TASK TO CARRY OUT:
Switch "wooden table surface" to "wooden tabletop" in everything from the line containing "of the fresh" down to the line containing "pixel 1227 805", and output only those lines with nothing else altered.

*** DATA FOR THIS EXERCISE ***

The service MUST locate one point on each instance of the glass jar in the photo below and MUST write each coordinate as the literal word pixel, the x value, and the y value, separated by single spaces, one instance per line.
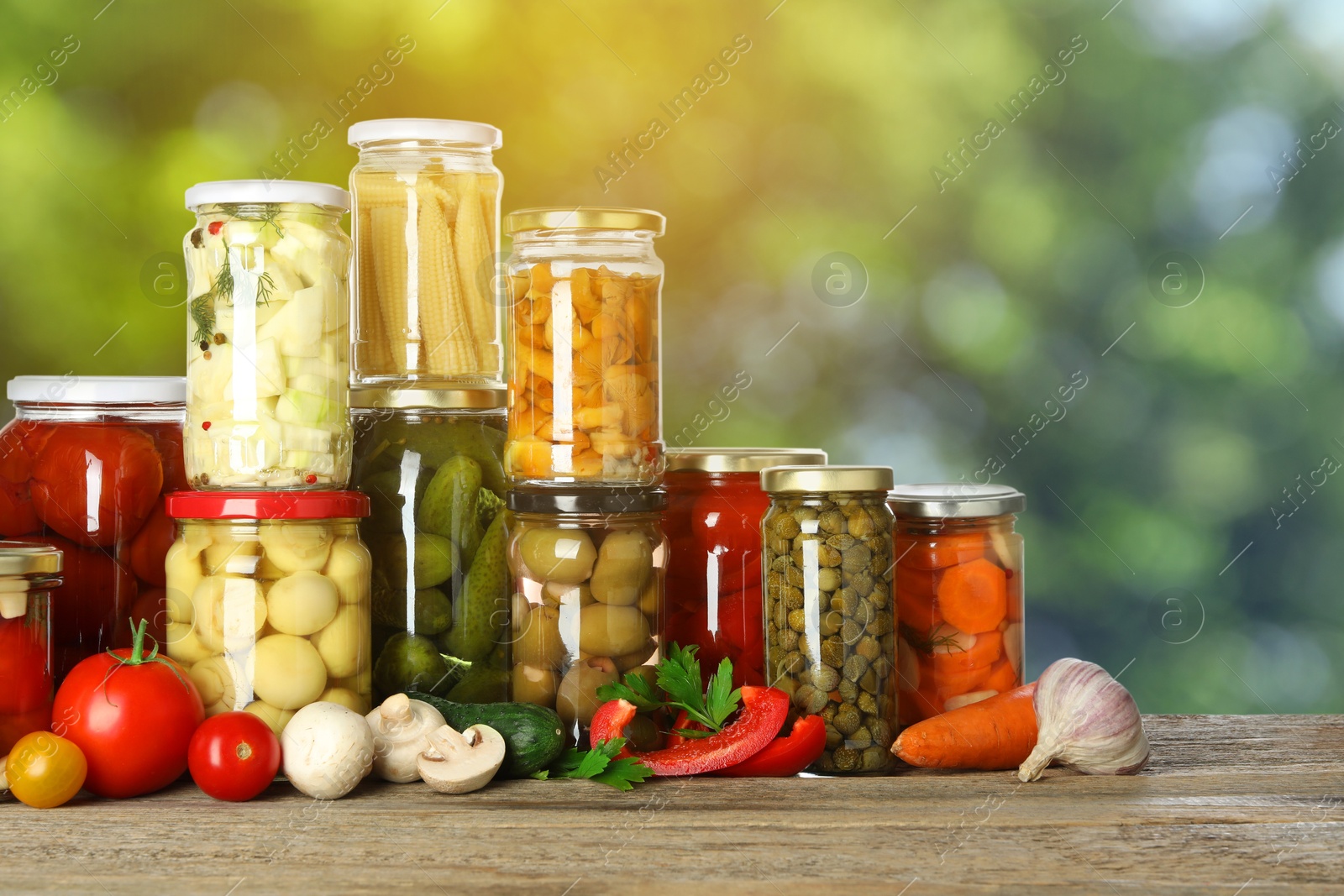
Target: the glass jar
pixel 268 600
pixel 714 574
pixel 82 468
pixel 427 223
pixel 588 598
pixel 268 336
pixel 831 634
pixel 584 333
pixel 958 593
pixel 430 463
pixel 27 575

***
*** DATA FOR THIS EXERCISE ***

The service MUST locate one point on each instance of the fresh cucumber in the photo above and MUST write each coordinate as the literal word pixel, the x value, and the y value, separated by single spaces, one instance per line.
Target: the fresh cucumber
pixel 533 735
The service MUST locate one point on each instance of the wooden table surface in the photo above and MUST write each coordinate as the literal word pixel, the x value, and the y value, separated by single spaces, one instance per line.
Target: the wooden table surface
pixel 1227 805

***
*** DATA FOR THIS EXERCISE ***

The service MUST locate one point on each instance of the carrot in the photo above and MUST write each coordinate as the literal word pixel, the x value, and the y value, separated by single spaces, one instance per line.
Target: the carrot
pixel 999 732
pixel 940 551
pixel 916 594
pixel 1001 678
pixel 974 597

***

SOLUTION TO THE EXERCISE:
The service MUST locate one point on each instance of the fresh cucumber in the photo above and MUST write each coordinate as the literal word pixel, the x value, and the y value, separated by single spaces, one instance per line.
Target: the fresh cucumber
pixel 533 735
The service MUST locate one point on each instance of the wooden tabletop in the photo above and MUST write each coordinate as the literal word pixel, the x value, and the y value, separated by single spaces, one instance per line.
Target: the wooden tabletop
pixel 1227 805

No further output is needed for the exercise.